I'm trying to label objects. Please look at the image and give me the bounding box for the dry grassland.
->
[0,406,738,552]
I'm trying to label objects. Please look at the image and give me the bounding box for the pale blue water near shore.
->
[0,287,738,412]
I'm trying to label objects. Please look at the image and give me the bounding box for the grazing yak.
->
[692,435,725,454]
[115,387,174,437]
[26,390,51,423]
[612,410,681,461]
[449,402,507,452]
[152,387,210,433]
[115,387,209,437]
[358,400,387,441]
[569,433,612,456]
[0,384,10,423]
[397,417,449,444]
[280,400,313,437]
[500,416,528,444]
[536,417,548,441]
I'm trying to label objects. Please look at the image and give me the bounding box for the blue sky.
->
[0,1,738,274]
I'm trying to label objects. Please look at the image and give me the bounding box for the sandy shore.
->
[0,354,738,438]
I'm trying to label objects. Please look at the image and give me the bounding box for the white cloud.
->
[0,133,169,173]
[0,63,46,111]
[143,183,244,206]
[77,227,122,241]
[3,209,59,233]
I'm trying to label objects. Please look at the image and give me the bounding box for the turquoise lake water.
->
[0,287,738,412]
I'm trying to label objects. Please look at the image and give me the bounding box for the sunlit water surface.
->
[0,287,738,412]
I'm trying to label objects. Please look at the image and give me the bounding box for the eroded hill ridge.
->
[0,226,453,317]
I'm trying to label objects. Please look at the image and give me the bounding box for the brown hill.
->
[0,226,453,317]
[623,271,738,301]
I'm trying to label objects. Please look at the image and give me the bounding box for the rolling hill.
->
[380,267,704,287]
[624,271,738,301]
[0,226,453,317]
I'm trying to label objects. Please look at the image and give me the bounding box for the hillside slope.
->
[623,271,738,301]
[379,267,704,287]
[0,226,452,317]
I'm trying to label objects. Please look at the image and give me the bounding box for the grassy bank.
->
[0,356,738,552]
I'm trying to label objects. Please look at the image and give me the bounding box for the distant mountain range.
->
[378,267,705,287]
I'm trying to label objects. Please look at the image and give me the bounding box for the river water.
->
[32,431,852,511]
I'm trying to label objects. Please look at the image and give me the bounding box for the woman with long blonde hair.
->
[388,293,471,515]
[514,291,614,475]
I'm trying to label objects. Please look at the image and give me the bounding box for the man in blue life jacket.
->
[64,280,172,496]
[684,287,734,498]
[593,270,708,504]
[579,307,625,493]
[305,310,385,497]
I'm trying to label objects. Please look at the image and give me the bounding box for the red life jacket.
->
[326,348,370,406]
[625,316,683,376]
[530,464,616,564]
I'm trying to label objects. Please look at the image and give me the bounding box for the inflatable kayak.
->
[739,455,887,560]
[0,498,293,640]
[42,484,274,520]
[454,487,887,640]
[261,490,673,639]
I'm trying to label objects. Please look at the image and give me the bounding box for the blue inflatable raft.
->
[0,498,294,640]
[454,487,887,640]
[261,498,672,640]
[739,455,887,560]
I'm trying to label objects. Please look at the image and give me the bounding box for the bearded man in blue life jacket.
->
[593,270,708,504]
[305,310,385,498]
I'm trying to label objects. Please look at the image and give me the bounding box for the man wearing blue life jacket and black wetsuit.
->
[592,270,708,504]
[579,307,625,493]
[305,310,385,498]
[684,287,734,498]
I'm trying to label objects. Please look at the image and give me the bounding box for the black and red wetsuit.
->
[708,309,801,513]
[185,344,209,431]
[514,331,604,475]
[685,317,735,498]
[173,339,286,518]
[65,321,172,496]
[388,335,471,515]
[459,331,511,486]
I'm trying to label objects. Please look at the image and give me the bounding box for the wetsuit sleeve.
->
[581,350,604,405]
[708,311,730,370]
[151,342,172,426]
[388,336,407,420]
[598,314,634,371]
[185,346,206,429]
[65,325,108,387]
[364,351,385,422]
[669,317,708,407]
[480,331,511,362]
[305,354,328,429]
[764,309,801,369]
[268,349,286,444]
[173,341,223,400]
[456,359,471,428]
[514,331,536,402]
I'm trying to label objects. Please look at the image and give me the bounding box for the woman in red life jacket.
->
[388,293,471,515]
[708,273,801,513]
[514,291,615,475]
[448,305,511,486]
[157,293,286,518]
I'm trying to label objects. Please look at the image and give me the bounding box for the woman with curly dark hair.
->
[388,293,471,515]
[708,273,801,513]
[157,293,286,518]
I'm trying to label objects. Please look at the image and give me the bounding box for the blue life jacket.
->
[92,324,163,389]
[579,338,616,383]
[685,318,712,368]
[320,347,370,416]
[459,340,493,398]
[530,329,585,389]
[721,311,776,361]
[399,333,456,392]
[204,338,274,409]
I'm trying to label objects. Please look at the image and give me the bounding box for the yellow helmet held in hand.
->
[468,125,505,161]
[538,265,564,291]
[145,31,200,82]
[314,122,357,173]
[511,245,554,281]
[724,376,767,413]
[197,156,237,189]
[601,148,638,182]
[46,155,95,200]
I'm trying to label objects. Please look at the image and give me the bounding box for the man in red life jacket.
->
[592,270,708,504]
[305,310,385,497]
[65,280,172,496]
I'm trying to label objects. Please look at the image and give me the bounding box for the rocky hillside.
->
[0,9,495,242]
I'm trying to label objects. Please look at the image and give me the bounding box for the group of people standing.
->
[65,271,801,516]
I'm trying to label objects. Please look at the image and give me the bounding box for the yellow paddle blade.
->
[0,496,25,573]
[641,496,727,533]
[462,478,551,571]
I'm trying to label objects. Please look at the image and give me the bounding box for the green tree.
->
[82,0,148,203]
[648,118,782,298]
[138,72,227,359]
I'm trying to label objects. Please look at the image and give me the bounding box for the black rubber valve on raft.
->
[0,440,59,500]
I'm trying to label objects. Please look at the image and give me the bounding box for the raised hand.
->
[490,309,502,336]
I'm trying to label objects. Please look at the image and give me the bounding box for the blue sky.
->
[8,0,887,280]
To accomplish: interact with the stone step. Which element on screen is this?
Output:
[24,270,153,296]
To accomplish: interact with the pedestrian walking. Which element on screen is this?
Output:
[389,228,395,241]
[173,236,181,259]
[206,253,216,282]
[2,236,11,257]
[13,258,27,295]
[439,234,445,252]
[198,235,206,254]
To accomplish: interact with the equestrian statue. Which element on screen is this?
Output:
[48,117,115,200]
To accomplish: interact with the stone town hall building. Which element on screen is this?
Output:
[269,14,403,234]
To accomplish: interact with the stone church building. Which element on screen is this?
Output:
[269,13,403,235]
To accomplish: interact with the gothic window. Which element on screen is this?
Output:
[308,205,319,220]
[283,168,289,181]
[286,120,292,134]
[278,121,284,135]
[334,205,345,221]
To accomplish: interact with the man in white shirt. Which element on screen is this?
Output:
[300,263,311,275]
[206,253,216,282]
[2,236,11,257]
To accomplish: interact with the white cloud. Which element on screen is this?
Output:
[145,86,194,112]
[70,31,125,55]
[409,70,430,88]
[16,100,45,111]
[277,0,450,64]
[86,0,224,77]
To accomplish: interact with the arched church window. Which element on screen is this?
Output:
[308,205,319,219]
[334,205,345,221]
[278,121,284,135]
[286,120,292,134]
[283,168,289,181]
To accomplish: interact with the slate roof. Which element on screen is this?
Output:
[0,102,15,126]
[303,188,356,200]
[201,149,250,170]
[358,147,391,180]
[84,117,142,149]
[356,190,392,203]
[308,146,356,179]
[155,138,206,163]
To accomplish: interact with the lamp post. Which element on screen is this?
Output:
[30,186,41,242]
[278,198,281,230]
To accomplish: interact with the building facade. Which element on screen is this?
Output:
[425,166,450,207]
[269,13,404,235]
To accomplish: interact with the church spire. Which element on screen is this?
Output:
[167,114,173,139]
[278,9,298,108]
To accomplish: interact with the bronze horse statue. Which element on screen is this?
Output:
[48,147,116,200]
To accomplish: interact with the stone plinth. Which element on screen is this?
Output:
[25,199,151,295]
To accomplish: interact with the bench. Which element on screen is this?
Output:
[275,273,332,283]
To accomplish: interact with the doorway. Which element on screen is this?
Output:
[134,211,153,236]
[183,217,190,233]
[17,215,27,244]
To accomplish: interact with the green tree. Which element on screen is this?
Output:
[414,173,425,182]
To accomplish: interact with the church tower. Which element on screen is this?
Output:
.....
Print every line of the items above, from the one containing "the wetsuit sleeve." down to the one containing "[456,359,471,428]", both included, copying each character for character.

I'm trying to label objects. Please look at the image and give me the bounding box for the wetsuit sleeve.
->
[581,350,604,405]
[708,311,730,370]
[151,342,172,426]
[388,336,407,420]
[598,314,634,371]
[185,346,206,429]
[65,325,108,387]
[364,351,385,422]
[669,317,708,407]
[480,331,511,362]
[305,354,328,429]
[764,309,801,369]
[268,349,286,444]
[173,341,223,400]
[456,359,471,428]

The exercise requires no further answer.